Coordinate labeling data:

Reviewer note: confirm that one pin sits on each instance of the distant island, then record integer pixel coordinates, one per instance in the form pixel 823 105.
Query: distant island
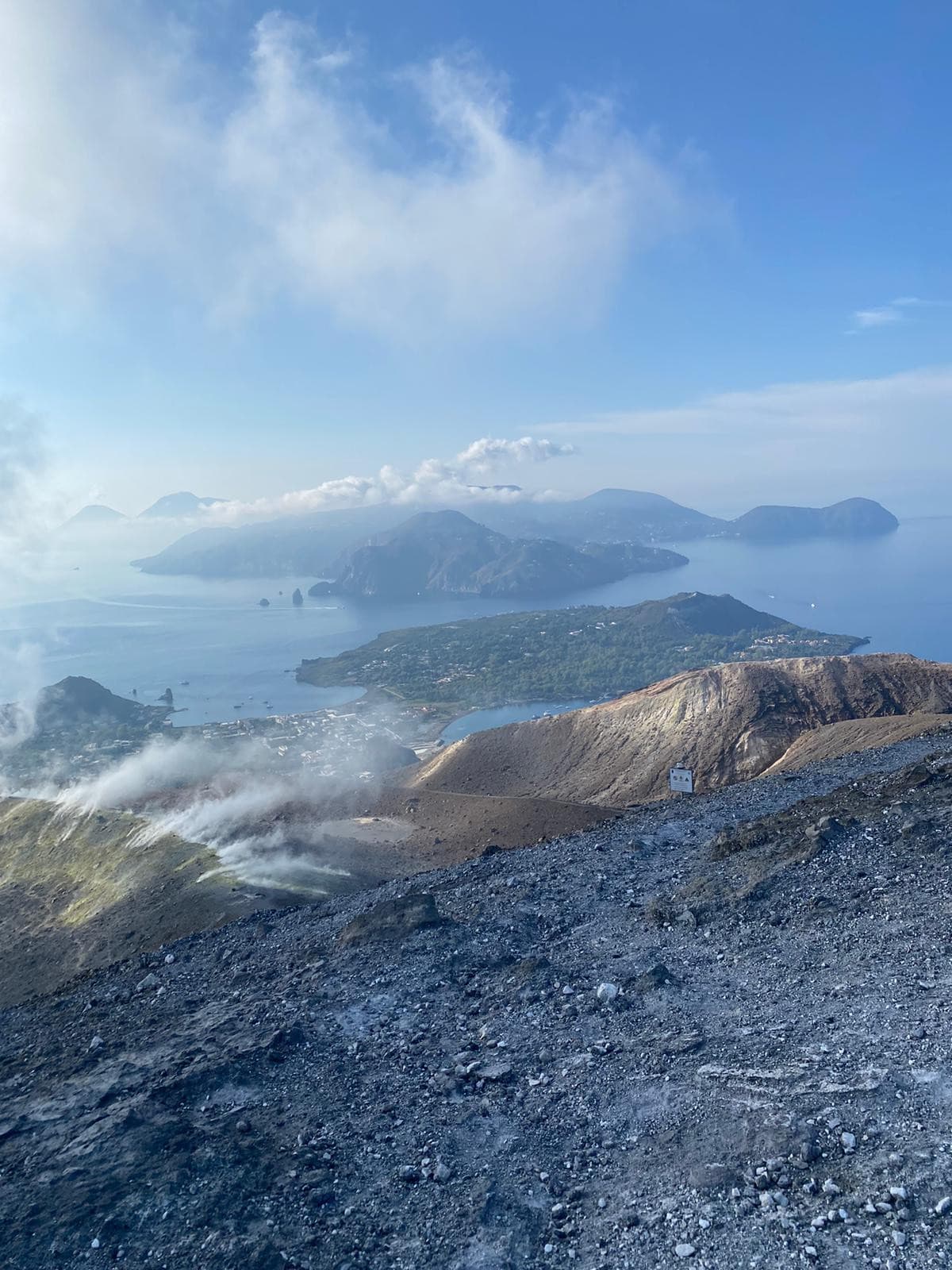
pixel 310 545
pixel 852 518
pixel 568 653
pixel 446 552
pixel 67 722
pixel 178 506
pixel 95 514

Stated exercise:
Rewrite the records with "distant island" changed to "remote island" and everything else kept the same. Omit the pictures from your answer.

Correct answer:
Reviewer note: confirm that one pin sits on each instance of the remote island, then record integer pixel coordinates, one per instance in the form pixel 823 105.
Query: remote island
pixel 310 545
pixel 852 518
pixel 568 653
pixel 446 552
pixel 67 722
pixel 178 506
pixel 95 514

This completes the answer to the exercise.